Collection entries
##########
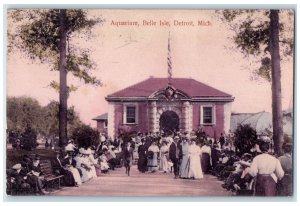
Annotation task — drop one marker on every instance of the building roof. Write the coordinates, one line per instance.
(261, 122)
(101, 117)
(189, 86)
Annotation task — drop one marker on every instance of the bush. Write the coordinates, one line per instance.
(245, 139)
(85, 136)
(28, 139)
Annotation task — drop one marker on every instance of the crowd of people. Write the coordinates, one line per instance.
(188, 156)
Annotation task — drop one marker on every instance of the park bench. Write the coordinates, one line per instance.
(49, 177)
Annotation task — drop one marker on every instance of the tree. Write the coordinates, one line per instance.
(261, 36)
(46, 35)
(23, 112)
(245, 139)
(51, 119)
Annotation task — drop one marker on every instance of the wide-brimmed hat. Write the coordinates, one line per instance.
(37, 157)
(82, 150)
(17, 166)
(69, 148)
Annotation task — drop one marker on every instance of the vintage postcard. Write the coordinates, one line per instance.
(150, 102)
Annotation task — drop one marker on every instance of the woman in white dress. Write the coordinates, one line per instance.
(164, 152)
(152, 159)
(184, 168)
(195, 170)
(82, 164)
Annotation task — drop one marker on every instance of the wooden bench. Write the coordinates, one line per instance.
(47, 170)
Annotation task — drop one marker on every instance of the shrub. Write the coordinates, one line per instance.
(28, 139)
(245, 139)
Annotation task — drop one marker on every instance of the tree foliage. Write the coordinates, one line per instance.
(36, 34)
(245, 139)
(24, 112)
(251, 35)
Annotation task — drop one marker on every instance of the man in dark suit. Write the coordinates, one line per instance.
(174, 152)
(18, 179)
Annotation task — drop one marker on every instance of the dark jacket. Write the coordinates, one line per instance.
(173, 150)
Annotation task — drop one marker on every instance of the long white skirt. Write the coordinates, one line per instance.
(86, 175)
(195, 170)
(184, 167)
(75, 174)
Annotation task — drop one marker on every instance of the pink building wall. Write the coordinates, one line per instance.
(211, 130)
(101, 126)
(142, 125)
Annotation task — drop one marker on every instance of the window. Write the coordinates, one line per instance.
(207, 115)
(130, 114)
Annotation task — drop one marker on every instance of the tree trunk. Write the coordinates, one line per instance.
(63, 106)
(276, 82)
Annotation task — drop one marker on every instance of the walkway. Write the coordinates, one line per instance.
(116, 183)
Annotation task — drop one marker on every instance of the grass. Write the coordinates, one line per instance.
(15, 156)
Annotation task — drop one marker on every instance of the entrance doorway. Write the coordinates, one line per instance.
(169, 122)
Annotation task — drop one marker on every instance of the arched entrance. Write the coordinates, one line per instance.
(169, 122)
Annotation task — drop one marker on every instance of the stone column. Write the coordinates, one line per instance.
(111, 120)
(153, 117)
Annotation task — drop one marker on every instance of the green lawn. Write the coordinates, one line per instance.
(15, 156)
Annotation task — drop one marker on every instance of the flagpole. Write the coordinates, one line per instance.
(169, 61)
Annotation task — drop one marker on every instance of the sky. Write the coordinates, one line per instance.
(129, 54)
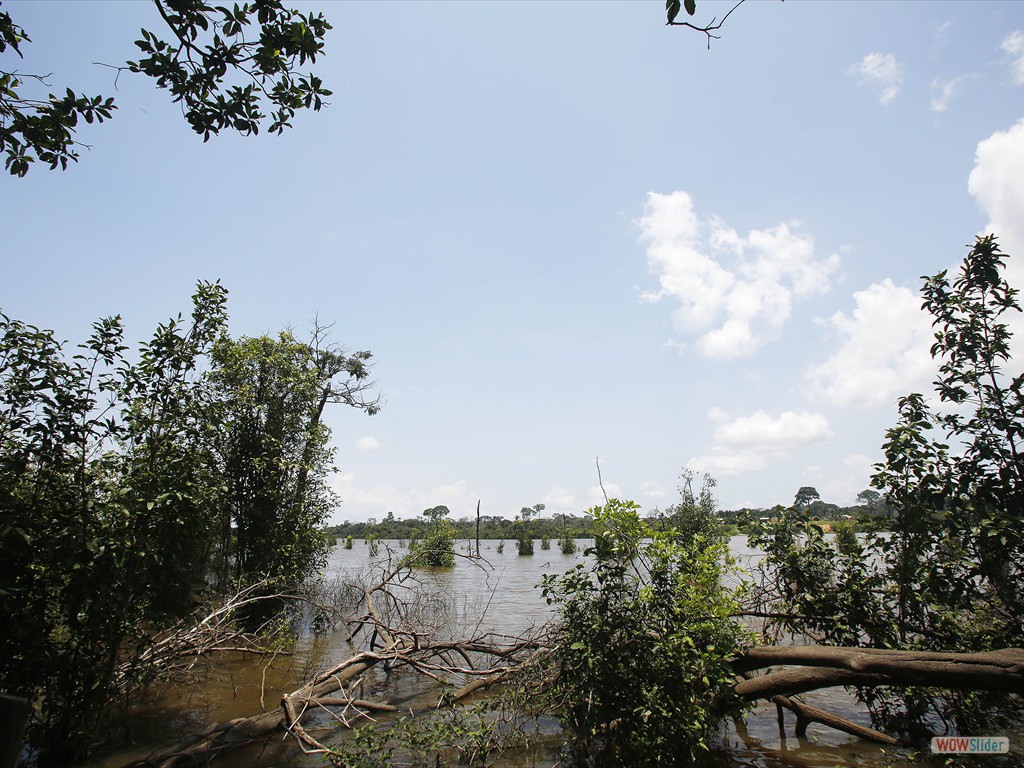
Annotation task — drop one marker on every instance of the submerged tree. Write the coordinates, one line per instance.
(436, 548)
(273, 449)
(116, 476)
(949, 577)
(645, 635)
(223, 65)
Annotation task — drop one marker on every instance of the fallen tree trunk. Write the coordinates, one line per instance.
(822, 667)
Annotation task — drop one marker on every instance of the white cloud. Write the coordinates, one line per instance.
(752, 443)
(595, 496)
(883, 351)
(942, 93)
(881, 71)
(854, 477)
(1014, 45)
(652, 489)
(735, 292)
(997, 183)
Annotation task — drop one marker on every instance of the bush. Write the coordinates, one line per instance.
(645, 637)
(436, 549)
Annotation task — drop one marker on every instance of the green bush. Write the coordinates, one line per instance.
(436, 548)
(645, 637)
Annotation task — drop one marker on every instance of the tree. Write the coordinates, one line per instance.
(694, 513)
(524, 539)
(805, 497)
(225, 66)
(105, 486)
(436, 549)
(274, 450)
(948, 576)
(672, 8)
(123, 479)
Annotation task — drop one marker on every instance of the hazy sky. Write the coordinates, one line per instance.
(564, 229)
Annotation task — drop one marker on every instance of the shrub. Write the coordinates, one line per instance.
(645, 637)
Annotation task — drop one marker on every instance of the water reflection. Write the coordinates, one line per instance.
(495, 593)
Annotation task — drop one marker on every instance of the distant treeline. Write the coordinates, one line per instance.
(581, 526)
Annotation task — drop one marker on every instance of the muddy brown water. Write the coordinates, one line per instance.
(501, 597)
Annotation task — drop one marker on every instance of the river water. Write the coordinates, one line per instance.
(496, 594)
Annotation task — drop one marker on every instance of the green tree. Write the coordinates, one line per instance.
(642, 673)
(948, 577)
(436, 548)
(225, 66)
(274, 450)
(118, 474)
(105, 486)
##########
**Goal**
Reproduce every line of the records above with no changes, leaving out the pictures.

**Expected answer**
Annotation task — drop one marker on every instance of the building roof. Write the coordinates, one line per instance.
(261, 122)
(101, 117)
(189, 86)
Annotation task — drop one marker on every instance of the bush. Write the coordinates, one line per instance.
(245, 139)
(85, 136)
(28, 139)
Annotation task — drop one marker on every instance of the crowd of people. Write the coordinates, one line per instance.
(188, 156)
Annotation task — drop one marker on every instance of the park bench. Write the coordinates, one line per instance.
(49, 177)
Annotation task — drop one marker on every instance of the tree. Write the coordinates, one line per instance.
(261, 36)
(46, 35)
(23, 112)
(245, 139)
(51, 119)
Annotation task — drop one marker on every instance of the wide-brimmed hat. Write the coordinates, one line per instance.
(37, 157)
(82, 150)
(17, 166)
(69, 148)
Annotation task — drop one marker on every instance of the vintage postcard. Write the coordinates, one line per instance.
(150, 102)
Annotation task — drop one marker on every instance of the woman in white dress. Write the coordinates, one line per instance.
(164, 152)
(152, 159)
(184, 168)
(195, 170)
(82, 164)
Annotation task — drop one marker on every instance of the wooden bench. Write the coordinates, one line per instance.
(47, 170)
Annotation task — drop one marker on every instance of the shrub. Write the coordinates, one line per instance.
(28, 139)
(245, 139)
Annotation task — drop one marker on every instance of the tree foliage. Write the coordinates, one line per instance.
(36, 34)
(245, 139)
(24, 112)
(251, 35)
Annotation task — drop one marker on every instance of the man in dark suit. Write the coordinates, one line per instance.
(174, 152)
(18, 179)
Annotation task — drop one marker on every instance of the dark jacket. Write the coordinates, one line per instance.
(173, 150)
Annotation task — drop one marker on every instance of the long white skirt. Write the coordinates, one line per instance.
(86, 175)
(195, 170)
(184, 167)
(75, 174)
Annotation task — drop one marker on every instance of the pink building wall. Write the coordinates, one line per instance.
(211, 130)
(101, 126)
(142, 125)
Annotation task — drop one marker on every instance of the window. Write the coordinates, one line per instance.
(207, 115)
(130, 114)
Annotation task — drop one marker on every instance of the tree trunk. Write the coordinates, one line per instance.
(63, 106)
(276, 82)
Annotation task — drop one marker on every instance of the walkway. Write the coordinates, one line per instance.
(116, 183)
Annotation task — drop one marker on every instance of the grass. Write the coordinates, one line per instance.
(15, 156)
Annotation task — drop one marker on every instance of the entrance doorway. Write the coordinates, one line per instance.
(169, 122)
Annotation task — drop one marker on every instance of the arched entrance. Write the coordinates, one line per instance.
(169, 122)
Annotation task — drop one marker on every instance of the stone column. Write the coordinates, one line per instance.
(111, 120)
(153, 117)
Annotation task — drop one marker on every instance of the green lawn. Write the coordinates, one line per instance.
(15, 156)
Annotation task — drop one marker on every instance of the flagpole. Write the coordinates, one line per instance.
(169, 61)
Annotation task — drop one marker on every instance of the sky. Write the coordinates, one line per instance.
(129, 54)
Annotation task — drop one marker on every instance of the submerged tree. Write the coordinates, one line per instance.
(436, 548)
(273, 449)
(116, 476)
(949, 577)
(645, 635)
(223, 65)
Annotation task — drop one marker on every instance of the fallen tree trunk. Write the coordinates, one line per instance.
(822, 667)
Annotation task — drop one marker on every instance of the white cloud. Write the coordinates, one line per instance.
(752, 443)
(595, 496)
(883, 351)
(942, 93)
(881, 71)
(854, 477)
(1014, 45)
(652, 489)
(735, 292)
(997, 183)
Annotation task — drop one marker on every instance of the bush. Write the coordinates, one line per instance.
(645, 637)
(436, 549)
Annotation task — drop one marker on every instance of the green bush. Write the coordinates, one line per instance.
(436, 548)
(645, 637)
Annotation task — drop one marker on every instance of the tree. Write the coordinates, one line per instance.
(694, 513)
(524, 539)
(805, 497)
(225, 66)
(105, 486)
(436, 549)
(274, 450)
(948, 576)
(672, 8)
(123, 479)
Annotation task — drop one marker on every instance of the hazy sky. Write the coordinates, one line per instance.
(564, 229)
Annotation task — drop one marker on every instance of the shrub. Write the coordinates, one line per instance.
(645, 637)
Annotation task — drop one marker on every instance of the water reflection. Write the coordinates, one line per instance.
(495, 593)
Annotation task — drop one marker on every instance of the distant treeline. Write the coordinates, one line per instance.
(581, 526)
Annotation task — drop one marker on every instance of the muddy brown water. Write the coordinates, one line per instance.
(501, 597)
Annotation task — drop one marker on every instance of the river water. Write the coordinates, one line per instance.
(496, 594)
Annotation task — drop one marker on every instance of the green tree. Write the coordinates, one line per instance.
(642, 673)
(948, 577)
(436, 548)
(225, 66)
(274, 450)
(118, 474)
(105, 486)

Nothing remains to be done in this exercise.